Exercise aim → Return every line of the data exactly as it stands.

(Stored data)
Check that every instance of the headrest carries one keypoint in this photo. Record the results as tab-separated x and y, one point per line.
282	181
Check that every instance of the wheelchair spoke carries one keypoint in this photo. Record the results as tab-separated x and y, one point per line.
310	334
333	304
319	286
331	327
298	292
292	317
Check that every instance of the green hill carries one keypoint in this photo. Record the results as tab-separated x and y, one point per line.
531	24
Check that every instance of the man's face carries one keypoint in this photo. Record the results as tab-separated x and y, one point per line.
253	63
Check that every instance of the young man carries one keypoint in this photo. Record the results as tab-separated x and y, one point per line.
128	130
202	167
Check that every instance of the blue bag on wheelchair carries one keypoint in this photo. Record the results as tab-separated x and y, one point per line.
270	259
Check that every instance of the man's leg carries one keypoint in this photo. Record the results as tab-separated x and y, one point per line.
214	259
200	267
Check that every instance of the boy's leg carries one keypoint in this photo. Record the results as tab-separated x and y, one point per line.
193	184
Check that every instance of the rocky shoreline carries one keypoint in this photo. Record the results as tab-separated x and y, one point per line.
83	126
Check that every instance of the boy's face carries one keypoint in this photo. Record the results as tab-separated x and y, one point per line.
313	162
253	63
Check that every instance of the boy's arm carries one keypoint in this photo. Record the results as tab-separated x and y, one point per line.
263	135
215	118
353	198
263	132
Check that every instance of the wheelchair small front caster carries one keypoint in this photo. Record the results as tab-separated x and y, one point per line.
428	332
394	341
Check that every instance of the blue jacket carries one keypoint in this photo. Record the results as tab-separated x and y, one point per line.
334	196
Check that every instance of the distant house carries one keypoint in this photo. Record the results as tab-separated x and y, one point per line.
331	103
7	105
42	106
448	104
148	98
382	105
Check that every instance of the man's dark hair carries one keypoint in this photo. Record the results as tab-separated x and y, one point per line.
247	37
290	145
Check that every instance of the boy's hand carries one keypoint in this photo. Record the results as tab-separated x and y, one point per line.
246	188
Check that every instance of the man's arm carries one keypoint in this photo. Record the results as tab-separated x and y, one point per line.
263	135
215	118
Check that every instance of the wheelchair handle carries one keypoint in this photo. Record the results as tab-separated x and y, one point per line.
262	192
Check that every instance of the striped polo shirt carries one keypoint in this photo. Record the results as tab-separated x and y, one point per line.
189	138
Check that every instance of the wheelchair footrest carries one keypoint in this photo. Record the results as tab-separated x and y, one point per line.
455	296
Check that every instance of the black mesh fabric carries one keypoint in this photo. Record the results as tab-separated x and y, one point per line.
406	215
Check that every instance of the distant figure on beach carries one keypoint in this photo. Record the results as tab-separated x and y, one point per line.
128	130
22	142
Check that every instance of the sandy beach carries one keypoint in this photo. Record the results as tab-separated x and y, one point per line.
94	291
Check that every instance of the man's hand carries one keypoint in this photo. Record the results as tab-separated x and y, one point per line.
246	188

Answer to this task →
Check that every instance of the headrest carries one keypoint in this photo. Record the results as tab-separated x and y, one point per line.
282	181
Check that every instance of the wheelchair spoke carries one keypoint in this photo. Record the results as tab-separated x and y, one point per line.
310	334
333	304
319	286
331	327
298	292
292	317
Check that every instance of the green hill carries one keypoint in this photo. Record the results as tab-separated x and y, one point per line.
531	24
Check that every instance of the man's face carries one keypoint in this photo. Record the results as tab-separated x and y, one point per line.
253	63
Check that every instance of the young man carries one keypoint in this photo. Record the results as tab-separated x and y, one point per line.
128	130
202	167
Check that every instance of the blue bag on wheelchair carries one keypoint in this photo. Record the results as tab-separated x and y, one point per line.
270	259
Check that every instance of the man's leg carries one keypoint in this photo. Record the results as tab-separated x and y, one point per line.
214	259
200	267
Check that every instance of the boy's leg carries one keypoint in this photo. Record the results as tab-separated x and y, one point per line.
193	184
Check that every instance of the rocky shoreline carries one keypoint in this photo. Record the results as tab-separated x and y, one point per line.
83	126
Check that every instance of the boy's face carries one keypoint in this photo. Record the results as tab-separated x and y, one point per line.
313	162
253	63
Check that every instance of the boy's arm carries one keypoint in this photo. Record the results as tab-separated x and y, one point per line.
263	135
215	118
353	198
263	132
Check that every instance of the wheelchair small front caster carries one keypoint in this photo. Record the results as tab-separated x and y, one point per line.
428	332
394	341
Check that every instance of the blue jacket carries one keypoint in this photo. Record the results as tab-separated x and y, one point per line.
334	196
Check that every instance of the distant house carries one keypoint in this photo. Record the results as tab-separated x and y, one point per line.
331	103
7	105
42	106
448	104
148	98
382	105
Check that every instance of the man's dark hair carries one keypoint in this photo. Record the results as tab-separated x and y, one point per line.
247	37
290	145
Check that every instance of the boy's hand carries one keypoint in this photo. Record the results as tab-separated x and y, one point per line.
246	188
Check that every instance of the man's arm carries one keypoint in this photo. Record the results as tab-separated x and y, one point per line.
263	135
215	118
Check that every instance of the wheelchair handle carries one keypoint in this photo. Record the results as tab-separated x and y, one point per line.
262	192
Check that every instance of the striped polo shirt carries one keypoint in this photo. Record the results as tab-separated x and y, one point per line.
189	138
Check that every instance of the wheelchair footrest carries one keypoint in this photo. Record the results as tab-separated x and y, one point per line.
455	296
Check that every instance of the black mesh fabric carries one keypoint in this photo. Record the results as tab-separated x and y, one point per line.
406	215
Check that every instance of the distant figure on beach carries one keypoint in this photo. Record the results as tab-separated x and y, one point per line.
128	130
22	142
Check that every instance of the sandy beach carries one keypoint in this photo. Record the results as tab-separated x and y, one point per line.
94	291
Check that every instance of the man's hand carries one keypoint in this photo. Record the results as tab-separated x and y, one point per line.
246	188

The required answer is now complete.